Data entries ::
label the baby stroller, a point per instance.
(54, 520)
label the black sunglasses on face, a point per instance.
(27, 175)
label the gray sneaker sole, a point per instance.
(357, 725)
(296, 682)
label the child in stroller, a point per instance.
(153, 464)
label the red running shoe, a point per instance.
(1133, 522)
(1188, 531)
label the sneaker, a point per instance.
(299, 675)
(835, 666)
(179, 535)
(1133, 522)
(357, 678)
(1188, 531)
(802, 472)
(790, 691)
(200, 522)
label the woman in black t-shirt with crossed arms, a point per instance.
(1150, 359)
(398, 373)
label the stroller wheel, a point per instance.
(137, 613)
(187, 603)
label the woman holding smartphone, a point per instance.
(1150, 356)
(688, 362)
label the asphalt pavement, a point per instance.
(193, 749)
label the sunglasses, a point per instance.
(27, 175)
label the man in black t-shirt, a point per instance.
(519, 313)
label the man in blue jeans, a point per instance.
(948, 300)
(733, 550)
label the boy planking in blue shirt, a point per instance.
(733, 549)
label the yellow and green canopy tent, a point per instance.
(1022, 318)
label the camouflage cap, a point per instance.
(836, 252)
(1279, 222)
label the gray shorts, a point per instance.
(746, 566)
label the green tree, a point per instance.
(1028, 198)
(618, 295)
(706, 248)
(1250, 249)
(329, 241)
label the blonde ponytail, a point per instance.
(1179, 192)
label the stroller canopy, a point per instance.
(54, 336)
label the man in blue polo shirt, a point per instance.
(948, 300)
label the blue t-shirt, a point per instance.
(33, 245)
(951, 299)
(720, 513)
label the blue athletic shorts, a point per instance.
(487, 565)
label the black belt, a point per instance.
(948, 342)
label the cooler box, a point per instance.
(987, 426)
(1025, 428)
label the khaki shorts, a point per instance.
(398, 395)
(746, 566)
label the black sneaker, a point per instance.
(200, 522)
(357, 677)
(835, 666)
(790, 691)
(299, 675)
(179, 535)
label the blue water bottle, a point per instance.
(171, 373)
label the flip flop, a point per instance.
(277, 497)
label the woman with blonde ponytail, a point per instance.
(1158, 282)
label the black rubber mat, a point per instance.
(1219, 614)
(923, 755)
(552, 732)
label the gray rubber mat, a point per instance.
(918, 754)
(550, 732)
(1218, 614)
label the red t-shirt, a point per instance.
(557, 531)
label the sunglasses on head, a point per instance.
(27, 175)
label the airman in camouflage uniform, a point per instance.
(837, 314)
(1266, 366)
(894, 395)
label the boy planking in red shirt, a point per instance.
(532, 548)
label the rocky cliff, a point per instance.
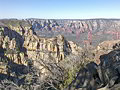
(93, 30)
(20, 43)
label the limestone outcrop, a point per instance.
(105, 47)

The problem :: Retype all the records exactly and keep out every picture.

Written answer ::
label the baby stroller, a point per instance.
(54, 520)
label the black sunglasses on face, a point per instance.
(27, 175)
label the gray sneaker sole, a point per instance.
(357, 725)
(296, 682)
label the child in stroller, a point per instance.
(153, 464)
label the red running shoe, a point per instance.
(1133, 522)
(1188, 531)
label the sneaker, a point per instance.
(299, 675)
(835, 666)
(179, 535)
(1133, 522)
(357, 678)
(1188, 531)
(802, 472)
(790, 691)
(200, 522)
label the woman in black t-shirt with crossed arms, a point per instance.
(1150, 359)
(398, 373)
label the stroller wheel, a point per instance.
(137, 613)
(187, 603)
label the woman holding smartphone, a point per instance.
(1150, 356)
(688, 362)
label the asphalt pavement, a point per instance.
(193, 749)
label the sunglasses, a point per instance.
(27, 175)
label the man in black t-shirt, a point per instance.
(519, 313)
label the man in blue jeans, a point per instance.
(948, 300)
(733, 550)
label the boy planking in blue shirt, a point per instance.
(733, 549)
label the yellow and green canopy tent, a point per instance.
(1022, 318)
label the camouflage cap, a point per instance.
(836, 252)
(1279, 222)
label the gray shorts, a point per instance.
(746, 566)
label the green tree, a point per instance.
(1028, 198)
(618, 295)
(706, 248)
(1250, 249)
(329, 241)
label the blonde ponytail, a point per instance.
(1179, 192)
label the stroller canopy, a point per instance.
(54, 336)
label the man in blue polo shirt, a point per instance.
(948, 300)
label the blue t-shirt, a point per instance.
(33, 245)
(951, 299)
(720, 513)
label the blue athletic shorts, a point per instance.
(487, 565)
label the black belt, a point per instance.
(948, 342)
label the cooler box, a point per instance.
(987, 426)
(1025, 428)
label the khaki shorts, a point per instance.
(398, 395)
(746, 566)
label the black sneaker, a point per instance.
(200, 522)
(357, 677)
(835, 666)
(790, 691)
(299, 675)
(179, 535)
label the blue water bottle, a point per instance.
(171, 373)
label the flip flop, a point per instance.
(277, 497)
label the woman with blonde ponytail, a point per instance.
(1158, 282)
label the black rubber mat, a point per instance.
(1219, 614)
(923, 755)
(552, 732)
label the gray rubber mat, a point per instance.
(918, 754)
(550, 732)
(1218, 614)
label the red t-shirt, a point per instance.
(557, 531)
label the sunglasses on head, a point per instance.
(27, 175)
label the airman in camouflage uniform, a point per instance.
(837, 314)
(1266, 366)
(894, 395)
label the boy planking in red shirt, a point per instance.
(532, 548)
label the rocky cliff, a point per instance.
(93, 30)
(20, 43)
label the limestone outcrop, a point per instance.
(105, 47)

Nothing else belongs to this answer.